Objective: Extend the passage on the Prospect Foundation, writing onward from its final sentence.

Passage provided:
— Begin —
Prospect Foundation (), is a think tank based in Taiwan, established in 1997, which aims to analyze the Cross-Taiwan-Strait relations and  international politics and economy and provide suggestions of policies for Taiwan government. There are about a dozen of research fellows in Prospect Foundation who research and analyze the development of Cross-Strait relations and international developments.

The Prospect Foundation ranks 94th in the Top Think Tanks in Southeast Asia and the Pacific of Global Go To Think Tank Index 2017 report published by Think Tanks and Civil Societies Program.
— End —
(Records from a dataset)
— Begin —
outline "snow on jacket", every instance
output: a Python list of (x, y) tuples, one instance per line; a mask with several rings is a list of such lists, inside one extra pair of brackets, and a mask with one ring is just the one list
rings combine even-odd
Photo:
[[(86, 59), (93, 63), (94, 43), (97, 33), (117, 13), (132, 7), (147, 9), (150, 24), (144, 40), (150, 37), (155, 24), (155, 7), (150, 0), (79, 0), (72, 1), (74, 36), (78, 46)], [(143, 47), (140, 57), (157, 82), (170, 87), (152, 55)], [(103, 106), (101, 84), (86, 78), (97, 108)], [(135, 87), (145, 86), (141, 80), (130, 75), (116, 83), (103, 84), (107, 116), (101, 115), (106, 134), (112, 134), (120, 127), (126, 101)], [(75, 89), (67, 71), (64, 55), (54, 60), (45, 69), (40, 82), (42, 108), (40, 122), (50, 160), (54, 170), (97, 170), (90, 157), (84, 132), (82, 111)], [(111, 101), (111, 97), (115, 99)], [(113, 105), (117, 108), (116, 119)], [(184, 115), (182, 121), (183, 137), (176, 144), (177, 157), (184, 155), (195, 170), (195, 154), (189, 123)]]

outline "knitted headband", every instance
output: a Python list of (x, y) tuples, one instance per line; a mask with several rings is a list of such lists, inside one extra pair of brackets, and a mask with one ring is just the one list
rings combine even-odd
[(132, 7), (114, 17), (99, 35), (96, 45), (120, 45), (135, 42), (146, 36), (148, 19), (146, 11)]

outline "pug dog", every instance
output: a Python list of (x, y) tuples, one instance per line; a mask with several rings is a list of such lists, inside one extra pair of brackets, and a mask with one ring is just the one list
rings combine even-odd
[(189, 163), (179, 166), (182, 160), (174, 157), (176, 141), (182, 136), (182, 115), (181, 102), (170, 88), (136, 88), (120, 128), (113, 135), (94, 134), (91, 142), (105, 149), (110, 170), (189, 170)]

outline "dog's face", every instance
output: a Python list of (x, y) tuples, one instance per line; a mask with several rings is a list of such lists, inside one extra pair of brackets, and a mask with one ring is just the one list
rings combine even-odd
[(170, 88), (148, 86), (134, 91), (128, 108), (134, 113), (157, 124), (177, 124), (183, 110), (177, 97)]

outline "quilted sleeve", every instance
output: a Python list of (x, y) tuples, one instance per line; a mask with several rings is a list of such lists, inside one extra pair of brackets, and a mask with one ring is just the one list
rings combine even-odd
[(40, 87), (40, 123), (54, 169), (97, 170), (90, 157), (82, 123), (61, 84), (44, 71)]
— End —
Solved exercise:
History 
After Tsai Ing-wen assumed the office of president in Taiwan, former secretary of Ministry Of Foreign Affairs, Dr. Tan-sun Chen(Traditional Chinese 陳唐山) serves as the chairman of the Prospect Foundation on August 10, 2016, and I-chung Lai(Traditional Chinese 賴怡忠) serves as the president of the Prospect Foundation and Tin-huey Lin(Traditional Chinese 林廷輝) serves as the vice president.

Publications 
The Prospect Foundation periodically publish 《Prospect Journal》 in English and 《Prospect Foundation Quarterly》 in traditional Chinese.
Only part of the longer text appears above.